## Input data:
:::::

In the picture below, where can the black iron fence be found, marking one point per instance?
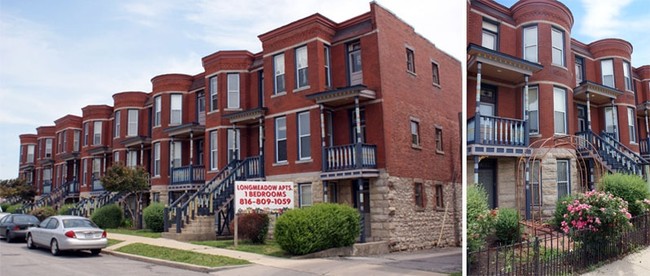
(558, 254)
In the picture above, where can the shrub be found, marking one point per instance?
(153, 216)
(14, 208)
(109, 216)
(479, 218)
(252, 226)
(43, 212)
(631, 188)
(322, 226)
(65, 209)
(507, 226)
(595, 217)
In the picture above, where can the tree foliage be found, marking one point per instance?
(16, 188)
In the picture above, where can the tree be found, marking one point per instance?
(16, 188)
(119, 178)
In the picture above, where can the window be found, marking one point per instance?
(415, 133)
(434, 73)
(132, 159)
(533, 110)
(85, 134)
(490, 35)
(132, 128)
(30, 153)
(48, 148)
(630, 124)
(559, 104)
(410, 60)
(156, 159)
(580, 71)
(116, 124)
(607, 72)
(440, 196)
(75, 143)
(304, 136)
(530, 43)
(563, 182)
(328, 76)
(84, 176)
(305, 194)
(278, 69)
(64, 134)
(419, 195)
(626, 76)
(233, 90)
(176, 109)
(280, 139)
(536, 188)
(97, 132)
(611, 125)
(557, 41)
(233, 145)
(157, 106)
(302, 79)
(439, 144)
(175, 154)
(213, 151)
(214, 93)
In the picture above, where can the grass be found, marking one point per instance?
(182, 256)
(137, 232)
(113, 242)
(271, 248)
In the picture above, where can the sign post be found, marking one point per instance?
(254, 196)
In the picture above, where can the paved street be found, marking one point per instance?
(16, 259)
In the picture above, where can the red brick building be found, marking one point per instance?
(546, 111)
(362, 112)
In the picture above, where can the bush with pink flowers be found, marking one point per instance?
(594, 216)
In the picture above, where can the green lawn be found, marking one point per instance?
(178, 255)
(113, 242)
(138, 232)
(271, 248)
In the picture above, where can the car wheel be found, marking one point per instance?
(30, 242)
(54, 247)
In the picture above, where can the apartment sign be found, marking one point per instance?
(263, 195)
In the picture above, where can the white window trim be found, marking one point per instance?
(235, 103)
(301, 116)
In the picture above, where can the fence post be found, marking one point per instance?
(536, 257)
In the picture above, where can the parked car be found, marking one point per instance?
(14, 226)
(60, 233)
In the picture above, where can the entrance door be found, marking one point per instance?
(487, 178)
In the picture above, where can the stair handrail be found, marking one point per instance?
(177, 206)
(623, 148)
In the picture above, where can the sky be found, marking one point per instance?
(59, 56)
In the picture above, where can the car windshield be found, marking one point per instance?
(75, 223)
(26, 219)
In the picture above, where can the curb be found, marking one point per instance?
(197, 268)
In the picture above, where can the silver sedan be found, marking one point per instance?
(59, 233)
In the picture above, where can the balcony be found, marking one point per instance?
(187, 177)
(497, 136)
(352, 160)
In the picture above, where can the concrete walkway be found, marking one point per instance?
(431, 262)
(633, 264)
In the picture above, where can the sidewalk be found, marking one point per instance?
(392, 264)
(634, 264)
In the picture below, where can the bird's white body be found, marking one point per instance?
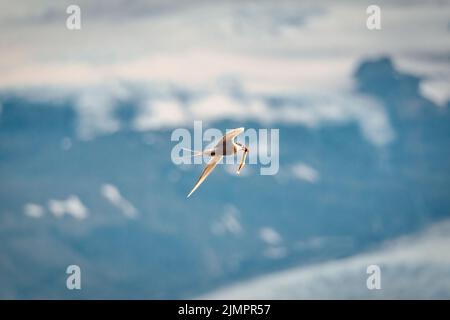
(225, 147)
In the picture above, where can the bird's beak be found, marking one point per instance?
(242, 164)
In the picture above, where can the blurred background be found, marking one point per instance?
(86, 176)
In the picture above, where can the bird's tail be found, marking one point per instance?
(194, 152)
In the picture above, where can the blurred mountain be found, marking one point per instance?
(233, 227)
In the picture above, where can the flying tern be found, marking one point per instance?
(225, 147)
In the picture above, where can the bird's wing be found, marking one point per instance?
(208, 169)
(242, 164)
(230, 135)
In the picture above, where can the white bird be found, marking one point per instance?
(225, 147)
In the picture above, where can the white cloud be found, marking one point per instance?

:::::

## Requirements:
Copy every line from the one containing "In the picture above, where can the flying" through the end of the records, inclusive, without changing any of them except to add 92 to each number in the point coordinates.

## Response for this exercise:
In the picture above, where can the flying tern be found, marking one point per instance?
(317, 239)
In the picture above, where can the bird's wing be found, marking one point per instance?
(300, 261)
(334, 256)
(322, 227)
In the picture above, where can the white bird be found, marking one point per instance?
(317, 239)
In the picture above, where can the white cloud be found, marking one point per instance?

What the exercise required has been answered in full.